Point-per-instance localization data
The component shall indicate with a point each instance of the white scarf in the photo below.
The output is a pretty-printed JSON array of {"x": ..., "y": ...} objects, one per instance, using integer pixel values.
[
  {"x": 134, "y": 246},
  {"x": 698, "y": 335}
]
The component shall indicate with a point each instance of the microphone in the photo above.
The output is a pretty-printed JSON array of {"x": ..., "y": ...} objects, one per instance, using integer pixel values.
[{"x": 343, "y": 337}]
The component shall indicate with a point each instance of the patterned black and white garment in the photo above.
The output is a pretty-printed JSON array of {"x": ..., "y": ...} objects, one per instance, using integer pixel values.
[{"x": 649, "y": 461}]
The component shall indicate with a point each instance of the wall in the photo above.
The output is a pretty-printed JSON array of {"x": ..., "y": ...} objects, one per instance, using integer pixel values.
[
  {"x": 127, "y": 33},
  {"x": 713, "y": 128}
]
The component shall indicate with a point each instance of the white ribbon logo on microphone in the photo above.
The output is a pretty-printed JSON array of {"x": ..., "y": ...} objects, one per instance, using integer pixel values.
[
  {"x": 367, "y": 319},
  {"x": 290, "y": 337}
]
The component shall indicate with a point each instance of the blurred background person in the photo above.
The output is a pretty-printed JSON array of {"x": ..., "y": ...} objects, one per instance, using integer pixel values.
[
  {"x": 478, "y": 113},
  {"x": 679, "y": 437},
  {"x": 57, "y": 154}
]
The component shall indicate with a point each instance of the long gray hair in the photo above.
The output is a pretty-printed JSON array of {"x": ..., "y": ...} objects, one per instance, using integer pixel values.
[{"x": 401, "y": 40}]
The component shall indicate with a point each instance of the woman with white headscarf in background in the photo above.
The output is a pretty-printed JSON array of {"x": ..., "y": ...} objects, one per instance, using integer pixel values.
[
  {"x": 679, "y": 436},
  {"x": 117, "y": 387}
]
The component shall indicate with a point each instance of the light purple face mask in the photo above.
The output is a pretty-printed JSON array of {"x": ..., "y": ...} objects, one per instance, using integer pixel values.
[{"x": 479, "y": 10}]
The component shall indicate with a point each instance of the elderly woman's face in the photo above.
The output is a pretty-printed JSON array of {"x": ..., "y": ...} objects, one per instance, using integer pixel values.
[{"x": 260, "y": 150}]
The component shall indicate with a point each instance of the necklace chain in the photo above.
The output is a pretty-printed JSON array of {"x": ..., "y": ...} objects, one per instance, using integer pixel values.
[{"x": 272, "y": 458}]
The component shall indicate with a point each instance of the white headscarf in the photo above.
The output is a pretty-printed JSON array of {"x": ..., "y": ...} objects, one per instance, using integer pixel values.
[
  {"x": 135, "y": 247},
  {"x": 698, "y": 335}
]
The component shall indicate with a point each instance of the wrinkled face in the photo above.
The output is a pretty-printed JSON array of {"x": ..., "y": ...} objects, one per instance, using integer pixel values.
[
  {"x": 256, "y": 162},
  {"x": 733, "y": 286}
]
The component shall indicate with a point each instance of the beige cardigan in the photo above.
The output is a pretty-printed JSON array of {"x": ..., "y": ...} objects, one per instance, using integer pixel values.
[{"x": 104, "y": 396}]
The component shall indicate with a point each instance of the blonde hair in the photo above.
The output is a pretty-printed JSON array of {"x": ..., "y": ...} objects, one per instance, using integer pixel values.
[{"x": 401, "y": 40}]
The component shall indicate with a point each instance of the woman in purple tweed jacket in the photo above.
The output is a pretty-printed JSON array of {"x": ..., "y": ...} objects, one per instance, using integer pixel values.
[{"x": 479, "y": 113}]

==

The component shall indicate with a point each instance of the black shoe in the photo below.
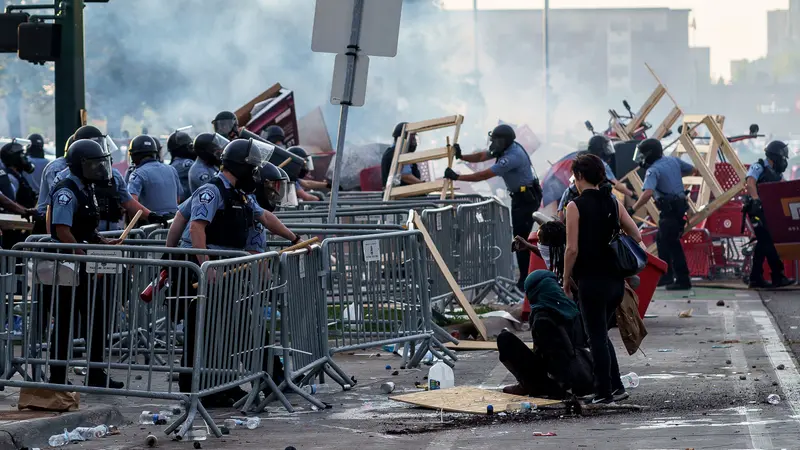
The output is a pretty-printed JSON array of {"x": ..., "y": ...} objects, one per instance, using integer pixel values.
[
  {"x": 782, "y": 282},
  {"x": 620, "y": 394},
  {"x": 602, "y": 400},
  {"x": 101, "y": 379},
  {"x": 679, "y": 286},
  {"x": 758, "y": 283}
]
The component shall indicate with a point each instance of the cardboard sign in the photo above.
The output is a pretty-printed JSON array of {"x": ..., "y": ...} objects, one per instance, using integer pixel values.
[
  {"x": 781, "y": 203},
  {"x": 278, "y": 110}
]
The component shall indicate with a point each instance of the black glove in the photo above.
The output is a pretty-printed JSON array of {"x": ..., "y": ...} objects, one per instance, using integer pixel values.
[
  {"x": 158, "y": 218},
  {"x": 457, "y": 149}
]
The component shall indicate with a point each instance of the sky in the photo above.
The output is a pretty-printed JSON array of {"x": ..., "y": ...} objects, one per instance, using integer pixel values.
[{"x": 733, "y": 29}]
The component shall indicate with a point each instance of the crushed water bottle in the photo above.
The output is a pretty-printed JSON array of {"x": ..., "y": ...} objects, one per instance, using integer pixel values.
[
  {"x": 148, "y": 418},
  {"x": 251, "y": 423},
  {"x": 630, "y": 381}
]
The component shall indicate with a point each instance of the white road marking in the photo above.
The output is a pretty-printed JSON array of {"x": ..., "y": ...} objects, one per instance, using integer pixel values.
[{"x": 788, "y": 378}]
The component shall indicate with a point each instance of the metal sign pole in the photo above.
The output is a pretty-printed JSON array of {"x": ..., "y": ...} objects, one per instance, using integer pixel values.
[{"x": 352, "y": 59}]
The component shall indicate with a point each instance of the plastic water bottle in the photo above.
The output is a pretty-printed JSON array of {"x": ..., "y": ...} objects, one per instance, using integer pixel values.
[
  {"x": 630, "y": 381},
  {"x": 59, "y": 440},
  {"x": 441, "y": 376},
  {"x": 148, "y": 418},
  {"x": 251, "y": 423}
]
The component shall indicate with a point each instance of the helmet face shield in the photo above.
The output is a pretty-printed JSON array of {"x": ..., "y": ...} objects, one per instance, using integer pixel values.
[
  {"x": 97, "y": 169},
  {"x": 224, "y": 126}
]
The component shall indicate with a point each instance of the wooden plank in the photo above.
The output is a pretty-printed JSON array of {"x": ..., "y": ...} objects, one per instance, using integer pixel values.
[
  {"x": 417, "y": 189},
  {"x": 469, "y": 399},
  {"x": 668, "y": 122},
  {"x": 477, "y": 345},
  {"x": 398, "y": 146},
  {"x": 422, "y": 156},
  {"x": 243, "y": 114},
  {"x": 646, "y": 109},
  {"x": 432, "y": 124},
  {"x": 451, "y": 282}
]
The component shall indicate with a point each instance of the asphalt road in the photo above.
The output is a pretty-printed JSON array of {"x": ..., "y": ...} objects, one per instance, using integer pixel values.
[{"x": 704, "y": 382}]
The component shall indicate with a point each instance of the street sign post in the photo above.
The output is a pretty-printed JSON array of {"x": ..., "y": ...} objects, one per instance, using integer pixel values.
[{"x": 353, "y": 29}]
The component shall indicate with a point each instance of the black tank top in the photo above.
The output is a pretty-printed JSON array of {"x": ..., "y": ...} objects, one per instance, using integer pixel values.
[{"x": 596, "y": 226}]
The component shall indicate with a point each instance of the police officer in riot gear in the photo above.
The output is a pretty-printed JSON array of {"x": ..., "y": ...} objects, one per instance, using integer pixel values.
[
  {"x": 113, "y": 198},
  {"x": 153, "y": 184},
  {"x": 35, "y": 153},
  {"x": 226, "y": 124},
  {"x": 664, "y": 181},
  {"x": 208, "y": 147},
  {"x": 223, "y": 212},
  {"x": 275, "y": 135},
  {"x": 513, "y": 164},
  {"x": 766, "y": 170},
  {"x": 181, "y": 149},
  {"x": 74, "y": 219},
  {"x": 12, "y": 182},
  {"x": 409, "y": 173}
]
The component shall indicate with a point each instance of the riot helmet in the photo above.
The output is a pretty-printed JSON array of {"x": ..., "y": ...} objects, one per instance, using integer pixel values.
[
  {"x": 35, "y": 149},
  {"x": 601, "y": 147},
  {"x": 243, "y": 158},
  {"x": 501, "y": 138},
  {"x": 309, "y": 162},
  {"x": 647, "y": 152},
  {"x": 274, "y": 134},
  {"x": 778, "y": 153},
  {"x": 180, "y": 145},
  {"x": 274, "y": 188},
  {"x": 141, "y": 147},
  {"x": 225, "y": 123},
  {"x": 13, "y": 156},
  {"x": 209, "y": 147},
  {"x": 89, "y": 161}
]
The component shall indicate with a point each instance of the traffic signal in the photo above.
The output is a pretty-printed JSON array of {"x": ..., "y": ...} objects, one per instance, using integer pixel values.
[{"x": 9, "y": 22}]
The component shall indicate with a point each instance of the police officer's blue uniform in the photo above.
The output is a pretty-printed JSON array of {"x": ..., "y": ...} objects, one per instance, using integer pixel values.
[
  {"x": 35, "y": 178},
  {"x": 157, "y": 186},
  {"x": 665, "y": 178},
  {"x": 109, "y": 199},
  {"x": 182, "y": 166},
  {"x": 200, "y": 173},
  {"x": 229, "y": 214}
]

--

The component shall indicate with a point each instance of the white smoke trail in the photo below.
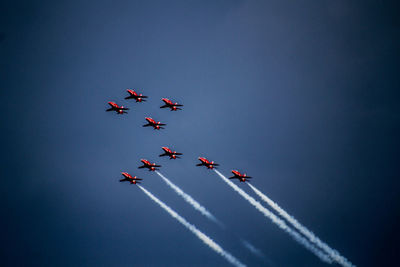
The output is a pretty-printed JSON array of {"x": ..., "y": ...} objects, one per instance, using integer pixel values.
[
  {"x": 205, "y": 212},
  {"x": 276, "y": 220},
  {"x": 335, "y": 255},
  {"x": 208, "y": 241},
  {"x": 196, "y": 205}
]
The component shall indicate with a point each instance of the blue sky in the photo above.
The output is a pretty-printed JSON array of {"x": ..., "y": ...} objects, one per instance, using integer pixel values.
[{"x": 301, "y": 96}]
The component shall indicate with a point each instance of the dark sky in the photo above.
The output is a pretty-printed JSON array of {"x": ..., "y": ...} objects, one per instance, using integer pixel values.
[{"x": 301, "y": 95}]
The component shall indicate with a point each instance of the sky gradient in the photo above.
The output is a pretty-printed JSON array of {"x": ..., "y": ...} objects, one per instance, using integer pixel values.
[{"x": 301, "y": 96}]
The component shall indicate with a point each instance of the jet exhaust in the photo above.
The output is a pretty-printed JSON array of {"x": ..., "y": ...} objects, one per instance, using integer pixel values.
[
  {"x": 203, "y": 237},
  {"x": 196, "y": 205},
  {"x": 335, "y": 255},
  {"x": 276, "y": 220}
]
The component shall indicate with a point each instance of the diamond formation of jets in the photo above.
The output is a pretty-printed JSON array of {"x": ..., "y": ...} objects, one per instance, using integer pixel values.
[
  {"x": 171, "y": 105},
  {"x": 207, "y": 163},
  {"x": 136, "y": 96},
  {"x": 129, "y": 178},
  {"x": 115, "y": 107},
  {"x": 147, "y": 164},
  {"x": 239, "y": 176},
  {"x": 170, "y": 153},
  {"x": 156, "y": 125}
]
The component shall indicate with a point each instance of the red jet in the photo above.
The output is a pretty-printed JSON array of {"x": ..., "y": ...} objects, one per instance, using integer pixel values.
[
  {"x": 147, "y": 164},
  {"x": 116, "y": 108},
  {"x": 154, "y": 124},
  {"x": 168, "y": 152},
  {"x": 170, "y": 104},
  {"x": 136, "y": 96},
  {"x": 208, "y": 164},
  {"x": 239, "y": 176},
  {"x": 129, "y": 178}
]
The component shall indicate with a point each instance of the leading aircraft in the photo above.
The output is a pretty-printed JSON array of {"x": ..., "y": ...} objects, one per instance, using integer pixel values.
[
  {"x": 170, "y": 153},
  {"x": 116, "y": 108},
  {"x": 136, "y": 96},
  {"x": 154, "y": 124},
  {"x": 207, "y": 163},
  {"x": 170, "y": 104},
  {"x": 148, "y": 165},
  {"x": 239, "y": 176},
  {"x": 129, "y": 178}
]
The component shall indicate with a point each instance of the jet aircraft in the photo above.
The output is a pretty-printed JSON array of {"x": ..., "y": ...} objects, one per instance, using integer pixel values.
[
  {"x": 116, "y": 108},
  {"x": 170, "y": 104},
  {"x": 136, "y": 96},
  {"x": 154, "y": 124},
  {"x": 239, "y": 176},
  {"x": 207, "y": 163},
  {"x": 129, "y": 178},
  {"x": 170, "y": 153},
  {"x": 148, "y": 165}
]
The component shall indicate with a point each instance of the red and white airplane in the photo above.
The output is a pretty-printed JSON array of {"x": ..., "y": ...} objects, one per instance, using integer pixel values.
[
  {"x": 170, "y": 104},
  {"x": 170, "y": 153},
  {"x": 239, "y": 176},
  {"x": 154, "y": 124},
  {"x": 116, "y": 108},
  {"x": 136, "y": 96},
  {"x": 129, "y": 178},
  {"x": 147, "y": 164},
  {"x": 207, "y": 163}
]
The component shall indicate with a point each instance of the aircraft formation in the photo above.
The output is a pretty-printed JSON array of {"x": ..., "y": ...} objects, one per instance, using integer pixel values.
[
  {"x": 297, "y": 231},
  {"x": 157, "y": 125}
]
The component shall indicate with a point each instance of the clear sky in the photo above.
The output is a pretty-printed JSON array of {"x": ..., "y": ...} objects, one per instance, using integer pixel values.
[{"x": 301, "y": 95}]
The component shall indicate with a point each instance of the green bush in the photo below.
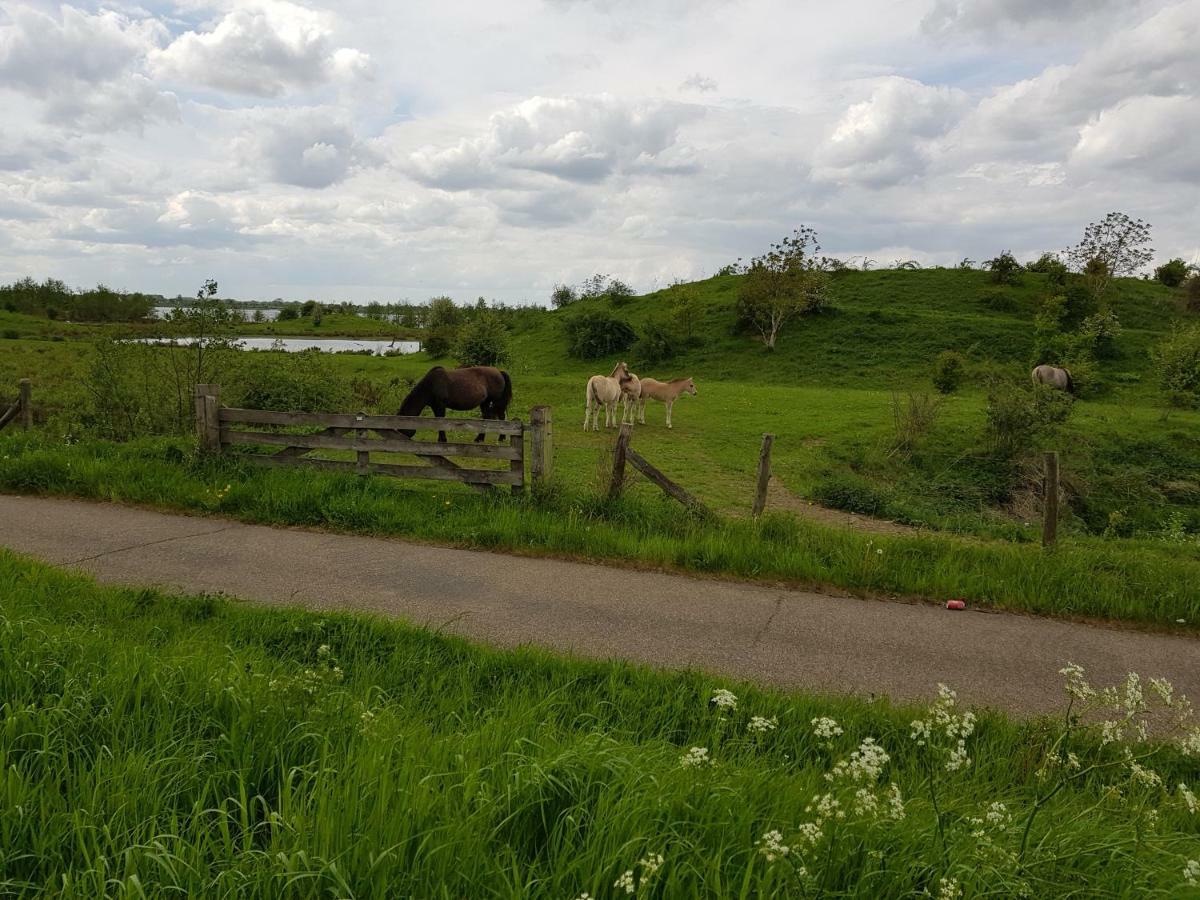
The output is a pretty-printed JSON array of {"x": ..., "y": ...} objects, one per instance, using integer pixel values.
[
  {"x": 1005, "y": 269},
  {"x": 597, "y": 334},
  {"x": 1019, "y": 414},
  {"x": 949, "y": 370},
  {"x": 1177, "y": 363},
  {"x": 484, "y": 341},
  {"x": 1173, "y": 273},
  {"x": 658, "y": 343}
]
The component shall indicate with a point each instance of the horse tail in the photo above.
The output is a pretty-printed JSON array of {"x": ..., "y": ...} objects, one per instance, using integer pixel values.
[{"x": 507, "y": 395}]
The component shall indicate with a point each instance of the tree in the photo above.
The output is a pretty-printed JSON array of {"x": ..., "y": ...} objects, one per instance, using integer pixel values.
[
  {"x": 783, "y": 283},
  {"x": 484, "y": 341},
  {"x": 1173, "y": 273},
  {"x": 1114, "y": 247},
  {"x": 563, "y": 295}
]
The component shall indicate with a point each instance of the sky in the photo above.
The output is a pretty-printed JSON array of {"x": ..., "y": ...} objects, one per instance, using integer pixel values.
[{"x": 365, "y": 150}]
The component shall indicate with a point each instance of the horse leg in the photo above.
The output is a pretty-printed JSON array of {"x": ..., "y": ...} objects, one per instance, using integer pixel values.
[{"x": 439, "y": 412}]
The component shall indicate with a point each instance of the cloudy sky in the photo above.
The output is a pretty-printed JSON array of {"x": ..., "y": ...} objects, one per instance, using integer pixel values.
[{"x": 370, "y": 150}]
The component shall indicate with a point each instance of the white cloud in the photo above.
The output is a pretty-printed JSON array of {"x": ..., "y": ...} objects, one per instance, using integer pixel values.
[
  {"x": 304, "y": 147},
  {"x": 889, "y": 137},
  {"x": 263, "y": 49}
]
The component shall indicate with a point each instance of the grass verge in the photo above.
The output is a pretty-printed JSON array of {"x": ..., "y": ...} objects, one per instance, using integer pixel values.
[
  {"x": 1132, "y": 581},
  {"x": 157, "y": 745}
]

YOUR INSTRUCTIONS >>
Scan the records above and count the lines that contain "purple". No text besides the count.

REPLY TO THE TASK >>
2